Passage to read:
Ask The Deer Tracker

Posted on February 3, 2015



February Column


Editor’s note: Anyone wishing to send a question for future Ask The Deer Tracker posts can e-mail it to:


 Q I’ve enjoyed reading some of your responses in previous Ask the Deer Tracker posts. I have taken some tips from them as well. I am doing a project for a class and the topic of the project for my discussion is: What are the 5 most essential items needed for an enjoyable deer hunting weekend camping retreat out in the woods? I wanted to have an expert’s opinion on what he or she would bring for such a camping retreat, alongside my own experiences. This will help with non-hunters, campers with no experience, and even veteran hunters such as myself with what to bring for this type of hunt and camp getaway in the woods.     A. V. – Minnetonka, MN
A  Without knowing exactly what it is that your retreat will entail, hunting, site seeing, hiking etc., I will answer this as if it were me heading for the deer hunting shanty located in the back of beyond.


  1. A great attitude. Arriving at camp with preconceived notions, baggage beyond the necessary physical accoutrements, and unrealistic expectations will result in not only a poor experience for you, but will likely taint the experience of the other participants as well.
  2. Plenty of great food. It is amazing how hungry you are when at camp, and equally amazing how much better the food tastes in this environment. Cache more than you think can possibly be consumed, no one wants to think they are reaching for the last piece of pie or drum stick.
  3. A compass. Never leave home without one, even if you have and use a GPS. I don’t know of anyone that relishes the thought of becoming lost, and certainly none of your comrades should have to spend their precious time looking for you.
  4. The proper equipment. Ensure that you have clothing that meets the demands of whatever the weather may bring. Have at least one change should you get wet. If you are hunting, bring an extra rifle or bow and plenty of ammunition. It’s surprising how many times someone’s weapon turns out to be inoperable once they arrive at camp, where there are no gunsmiths available.

Collected data:

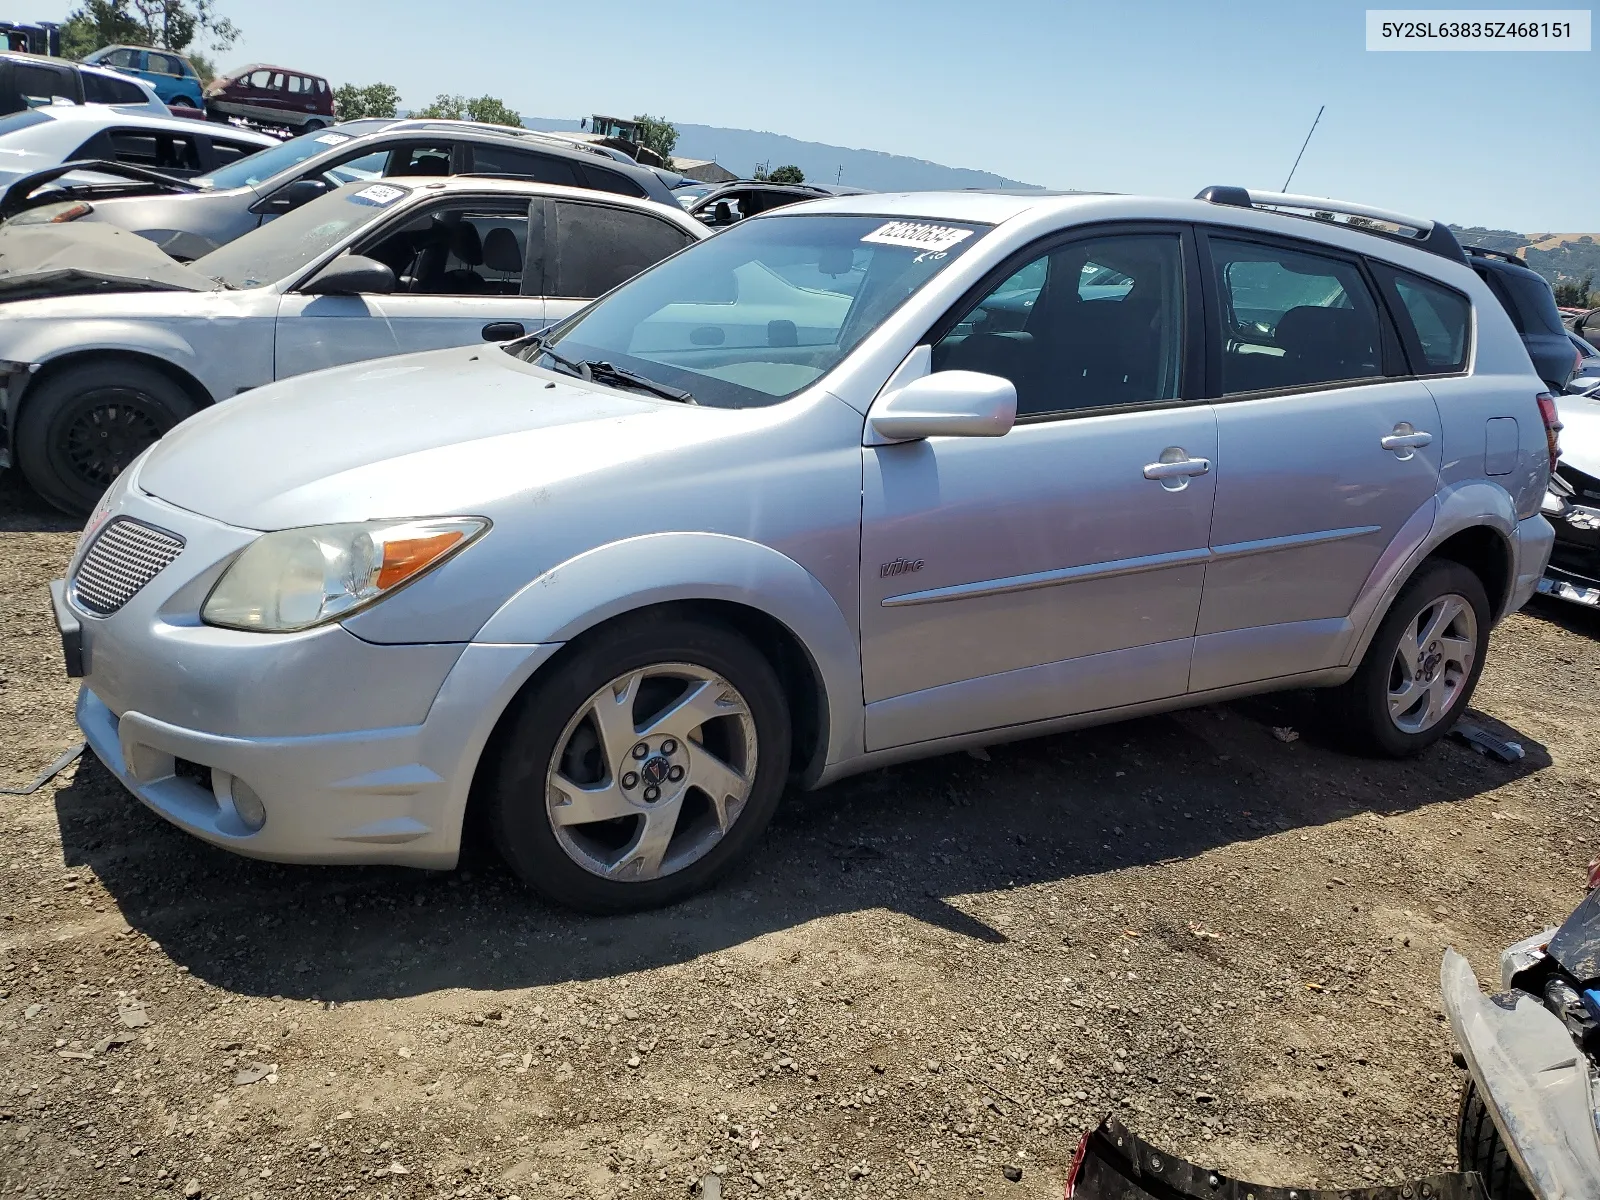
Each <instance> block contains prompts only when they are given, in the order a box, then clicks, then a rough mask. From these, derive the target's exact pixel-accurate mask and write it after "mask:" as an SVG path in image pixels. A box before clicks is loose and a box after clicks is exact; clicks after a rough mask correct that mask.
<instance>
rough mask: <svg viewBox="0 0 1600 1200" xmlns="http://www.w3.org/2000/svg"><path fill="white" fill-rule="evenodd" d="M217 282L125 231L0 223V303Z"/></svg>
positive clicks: (197, 286) (126, 230)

Required work:
(a) In the deer tracker column, what is the first of the essential items listed?
(b) Reproduce the deer tracker column from "Q I’ve enjoyed" up to and including "back of beyond.".
(c) According to the deer tracker column, why should a hunter bring an extra rifle or bow to camp?

Answers to the exercises:
(a) A great attitude.

(b)
Q I’ve enjoyed reading some of your responses in previous Ask the Deer Tracker posts. I have taken some tips from them as well. I am doing a project for a class and the topic of the project for my discussion is: What are the 5 most essential items needed for an enjoyable deer hunting weekend camping retreat out in the woods? I wanted to have an expert’s opinion on what he or she would bring for such a camping retreat, alongside my own experiences. This will help with non-hunters, campers with no experience, and even veteran hunters such as myself with what to bring for this type of hunt and camp getaway in the woods.     A. V. – Minnetonka, MN
A  Without knowing exactly what it is that your retreat will entail, hunting, site seeing, hiking etc., I will answer this as if it were me heading for the deer hunting shanty located in the back of beyond.

(c) Someone's weapon surprisingly often turns out to be inoperable once they arrive at camp. No gunsmiths are available there to fix it.